*Selected text:*
M Theory Lesson 291
Many thanks to Mottle for pointing out the new S matrix paper by Arkani-Hamed et al.
Even more interesting, Mottle also points to this paper on Grassmanians. Having previously expressed some disgust at the idea of category theory in physics, he may not have noticed the intriguing references to operads.
Even more interesting, Mottle also points to this paper on Grassmanians. Having previously expressed some disgust at the idea of category theory in physics, he may not have noticed the intriguing references to operads.
posted by Kea | 11:10 PM
5 Comments:
The morning e-mail brought another invite to a "Grassmanian Conference" in Poland Sept 14-18. Paris is closer.
A delightful paper indeed. I especially enjoyed this bit:
As stressed in [9], gravity amplitudes have a far richer structure than in Yang-Mills theory. They are governed by much larger “obvious” symmetries: instead of cyclic invariance, supergravity amplitudes have permutation symmetry, and instead of having the massless scattering amplitudes only defined at the origin of moduli space as for N = 4 SYM, the N = 8 SUGRA S Matrix is defined everywhere on moduli space and is non-trivially acted on by the E7(7) symmetry [9, 88, 89].

*Stored data:*
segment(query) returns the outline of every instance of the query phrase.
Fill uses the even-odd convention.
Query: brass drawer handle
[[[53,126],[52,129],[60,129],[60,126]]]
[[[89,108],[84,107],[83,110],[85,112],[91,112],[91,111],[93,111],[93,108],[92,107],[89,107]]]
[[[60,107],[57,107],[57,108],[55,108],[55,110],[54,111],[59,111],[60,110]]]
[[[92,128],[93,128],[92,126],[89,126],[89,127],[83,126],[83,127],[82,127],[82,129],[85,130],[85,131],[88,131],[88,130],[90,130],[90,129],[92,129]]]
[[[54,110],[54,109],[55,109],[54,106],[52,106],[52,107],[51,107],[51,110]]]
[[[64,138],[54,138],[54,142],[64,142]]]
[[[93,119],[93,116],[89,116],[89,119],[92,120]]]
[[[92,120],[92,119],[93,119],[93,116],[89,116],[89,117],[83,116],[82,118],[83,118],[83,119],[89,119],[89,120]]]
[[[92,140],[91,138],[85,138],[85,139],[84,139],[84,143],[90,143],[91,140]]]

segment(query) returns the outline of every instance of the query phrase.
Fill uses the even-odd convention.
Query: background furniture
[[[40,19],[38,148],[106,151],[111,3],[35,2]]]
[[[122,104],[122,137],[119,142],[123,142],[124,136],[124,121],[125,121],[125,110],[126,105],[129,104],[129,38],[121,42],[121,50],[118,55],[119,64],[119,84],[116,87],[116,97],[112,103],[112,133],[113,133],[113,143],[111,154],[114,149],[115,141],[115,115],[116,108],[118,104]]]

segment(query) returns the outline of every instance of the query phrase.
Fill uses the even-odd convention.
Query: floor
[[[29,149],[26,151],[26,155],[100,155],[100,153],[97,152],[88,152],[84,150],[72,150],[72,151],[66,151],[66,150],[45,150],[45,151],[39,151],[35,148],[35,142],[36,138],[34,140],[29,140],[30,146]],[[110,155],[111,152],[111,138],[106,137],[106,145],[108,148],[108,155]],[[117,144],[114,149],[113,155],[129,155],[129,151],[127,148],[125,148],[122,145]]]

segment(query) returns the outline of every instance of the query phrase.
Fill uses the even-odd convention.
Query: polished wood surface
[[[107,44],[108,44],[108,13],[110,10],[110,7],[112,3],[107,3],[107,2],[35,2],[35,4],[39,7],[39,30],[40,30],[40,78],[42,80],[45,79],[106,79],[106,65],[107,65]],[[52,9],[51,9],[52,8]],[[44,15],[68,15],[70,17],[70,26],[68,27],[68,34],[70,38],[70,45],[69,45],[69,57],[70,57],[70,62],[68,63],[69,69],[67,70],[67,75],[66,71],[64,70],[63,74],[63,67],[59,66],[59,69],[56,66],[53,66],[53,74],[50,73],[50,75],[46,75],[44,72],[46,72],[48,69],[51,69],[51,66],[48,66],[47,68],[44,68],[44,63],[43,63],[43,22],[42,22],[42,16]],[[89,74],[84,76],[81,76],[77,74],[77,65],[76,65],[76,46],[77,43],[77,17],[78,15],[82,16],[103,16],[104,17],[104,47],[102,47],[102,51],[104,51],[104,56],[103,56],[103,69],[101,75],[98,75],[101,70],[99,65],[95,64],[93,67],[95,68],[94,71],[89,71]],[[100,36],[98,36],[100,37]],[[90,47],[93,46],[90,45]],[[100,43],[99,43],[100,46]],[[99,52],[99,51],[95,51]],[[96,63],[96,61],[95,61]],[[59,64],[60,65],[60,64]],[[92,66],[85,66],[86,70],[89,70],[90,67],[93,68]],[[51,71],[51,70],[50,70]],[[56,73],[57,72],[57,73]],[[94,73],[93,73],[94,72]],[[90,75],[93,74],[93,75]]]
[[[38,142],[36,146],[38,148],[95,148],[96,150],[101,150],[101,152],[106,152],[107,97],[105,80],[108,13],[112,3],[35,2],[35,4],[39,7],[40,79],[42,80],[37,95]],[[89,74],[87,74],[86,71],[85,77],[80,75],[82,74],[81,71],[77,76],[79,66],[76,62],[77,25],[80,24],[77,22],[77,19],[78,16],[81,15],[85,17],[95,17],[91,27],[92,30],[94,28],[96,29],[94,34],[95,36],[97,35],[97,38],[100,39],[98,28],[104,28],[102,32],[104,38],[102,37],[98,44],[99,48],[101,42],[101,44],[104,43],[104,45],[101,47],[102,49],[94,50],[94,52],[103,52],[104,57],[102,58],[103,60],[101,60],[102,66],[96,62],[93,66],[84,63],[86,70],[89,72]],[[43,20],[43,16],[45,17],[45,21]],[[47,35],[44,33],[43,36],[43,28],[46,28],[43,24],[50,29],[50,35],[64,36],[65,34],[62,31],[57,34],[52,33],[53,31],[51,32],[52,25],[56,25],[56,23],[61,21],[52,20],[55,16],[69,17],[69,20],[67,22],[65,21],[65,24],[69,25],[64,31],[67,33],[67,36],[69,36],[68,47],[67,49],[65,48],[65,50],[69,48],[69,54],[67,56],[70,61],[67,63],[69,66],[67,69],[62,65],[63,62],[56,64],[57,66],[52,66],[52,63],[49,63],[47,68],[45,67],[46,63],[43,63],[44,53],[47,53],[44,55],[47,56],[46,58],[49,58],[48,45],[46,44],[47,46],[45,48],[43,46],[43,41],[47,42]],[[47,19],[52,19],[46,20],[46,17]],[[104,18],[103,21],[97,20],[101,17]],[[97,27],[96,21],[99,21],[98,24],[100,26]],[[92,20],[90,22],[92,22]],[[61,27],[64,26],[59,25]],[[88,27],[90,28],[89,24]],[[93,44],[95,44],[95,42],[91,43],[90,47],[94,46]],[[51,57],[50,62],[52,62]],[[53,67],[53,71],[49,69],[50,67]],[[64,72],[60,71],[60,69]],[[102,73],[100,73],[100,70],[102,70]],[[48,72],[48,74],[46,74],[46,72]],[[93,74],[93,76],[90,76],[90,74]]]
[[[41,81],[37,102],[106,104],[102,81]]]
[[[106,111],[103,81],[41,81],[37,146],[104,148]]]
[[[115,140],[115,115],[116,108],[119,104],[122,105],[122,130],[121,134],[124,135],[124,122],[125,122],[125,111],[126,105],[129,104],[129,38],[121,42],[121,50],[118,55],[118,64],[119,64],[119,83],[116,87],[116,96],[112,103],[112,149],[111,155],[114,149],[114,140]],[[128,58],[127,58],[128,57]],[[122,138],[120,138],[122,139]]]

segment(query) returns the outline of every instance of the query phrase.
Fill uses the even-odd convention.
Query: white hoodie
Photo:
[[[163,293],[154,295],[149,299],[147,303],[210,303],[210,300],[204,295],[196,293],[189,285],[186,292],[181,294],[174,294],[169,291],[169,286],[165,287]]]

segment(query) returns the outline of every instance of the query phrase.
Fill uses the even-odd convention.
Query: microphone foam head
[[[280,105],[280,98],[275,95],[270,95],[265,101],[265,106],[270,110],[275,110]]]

*Direction:*
Reproduce the whole M Theory Lesson 291 post above, word for word.

*Answer to this task:*
M Theory Lesson 291
Many thanks to Mottle for pointing out the new S matrix paper by Arkani-Hamed et al.
Even more interesting, Mottle also points to this paper on Grassmanians. Having previously expressed some disgust at the idea of category theory in physics, he may not have noticed the intriguing references to operads.
Even more interesting, Mottle also points to this paper on Grassmanians. Having previously expressed some disgust at the idea of category theory in physics, he may not have noticed the intriguing references to operads.
posted by Kea | 11:10 PM
5 Comments:
The morning e-mail brought another invite to a "Grassmanian Conference" in Poland Sept 14-18. Paris is closer.
A delightful paper indeed. I especially enjoyed this bit:
As stressed in [9], gravity amplitudes have a far richer structure than in Yang-Mills theory. They are governed by much larger “obvious” symmetries: instead of cyclic invariance, supergravity amplitudes have permutation symmetry, and instead of having the massless scattering amplitudes only defined at the origin of moduli space as for N = 4 SYM, the N = 8 SUGRA S Matrix is defined everywhere on moduli space and is non-trivially acted on by the E7(7) symmetry [9, 88, 89].